### EXERCISE GOAL
Please count the lines in the rows below that contain the string "dark", treating uppercase and lowercase as different. Reply with the number alone.

### INFORMATION SHOWN

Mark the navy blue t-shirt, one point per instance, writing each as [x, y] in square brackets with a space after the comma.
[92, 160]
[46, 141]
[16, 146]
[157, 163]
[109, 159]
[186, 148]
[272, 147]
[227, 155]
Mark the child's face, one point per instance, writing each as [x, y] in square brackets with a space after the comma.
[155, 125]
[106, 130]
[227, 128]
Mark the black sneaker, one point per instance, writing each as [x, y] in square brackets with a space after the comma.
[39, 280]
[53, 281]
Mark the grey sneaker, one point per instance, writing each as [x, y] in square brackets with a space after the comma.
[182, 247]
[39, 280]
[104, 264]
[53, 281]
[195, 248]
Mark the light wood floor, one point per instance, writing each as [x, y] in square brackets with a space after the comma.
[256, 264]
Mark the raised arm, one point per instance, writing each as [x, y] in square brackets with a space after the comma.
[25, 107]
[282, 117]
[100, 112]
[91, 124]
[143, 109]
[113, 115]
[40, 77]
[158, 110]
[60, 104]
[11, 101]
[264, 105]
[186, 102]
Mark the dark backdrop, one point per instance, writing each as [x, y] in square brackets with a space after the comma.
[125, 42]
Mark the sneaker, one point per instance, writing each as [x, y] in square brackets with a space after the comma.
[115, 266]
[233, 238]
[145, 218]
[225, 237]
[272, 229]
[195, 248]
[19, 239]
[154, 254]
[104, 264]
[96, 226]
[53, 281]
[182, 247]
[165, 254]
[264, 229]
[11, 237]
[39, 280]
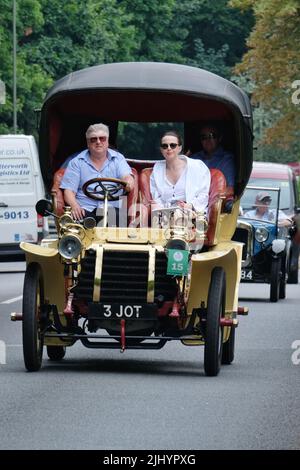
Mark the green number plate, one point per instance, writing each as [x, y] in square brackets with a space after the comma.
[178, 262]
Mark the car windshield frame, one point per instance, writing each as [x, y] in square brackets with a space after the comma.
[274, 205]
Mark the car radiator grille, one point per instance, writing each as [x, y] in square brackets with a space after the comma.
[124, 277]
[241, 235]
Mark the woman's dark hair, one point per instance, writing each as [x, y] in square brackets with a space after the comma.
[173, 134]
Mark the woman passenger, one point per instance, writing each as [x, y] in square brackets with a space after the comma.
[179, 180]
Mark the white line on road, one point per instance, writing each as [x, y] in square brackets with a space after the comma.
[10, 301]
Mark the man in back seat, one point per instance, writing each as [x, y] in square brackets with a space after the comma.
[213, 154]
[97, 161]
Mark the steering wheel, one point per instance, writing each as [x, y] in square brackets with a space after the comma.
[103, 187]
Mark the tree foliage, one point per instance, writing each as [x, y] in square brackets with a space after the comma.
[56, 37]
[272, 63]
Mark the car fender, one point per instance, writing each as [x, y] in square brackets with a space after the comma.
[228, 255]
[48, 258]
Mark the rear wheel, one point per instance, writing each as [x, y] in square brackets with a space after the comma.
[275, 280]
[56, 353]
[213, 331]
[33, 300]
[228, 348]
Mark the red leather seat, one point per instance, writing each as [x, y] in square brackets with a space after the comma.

...

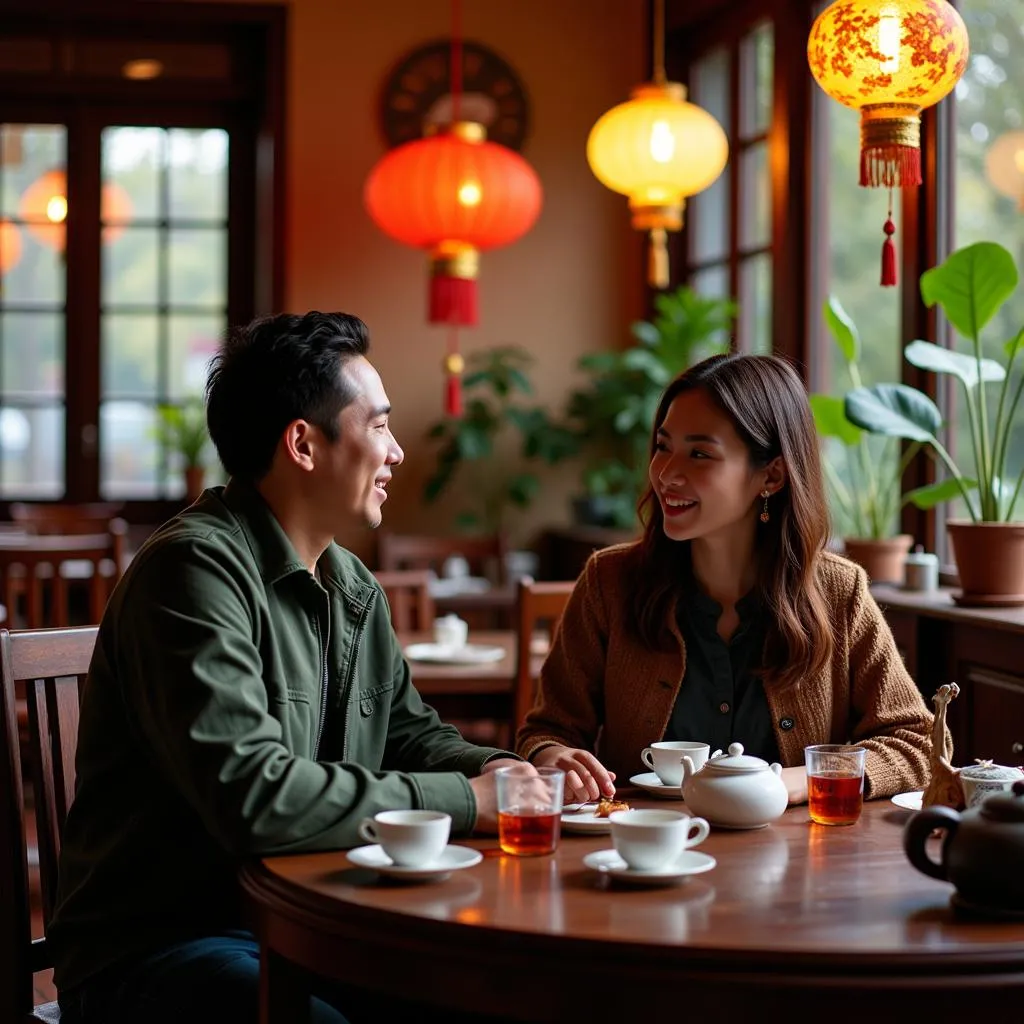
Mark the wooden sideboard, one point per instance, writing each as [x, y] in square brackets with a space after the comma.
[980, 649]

### ANSWER TO THIS EXERCISE
2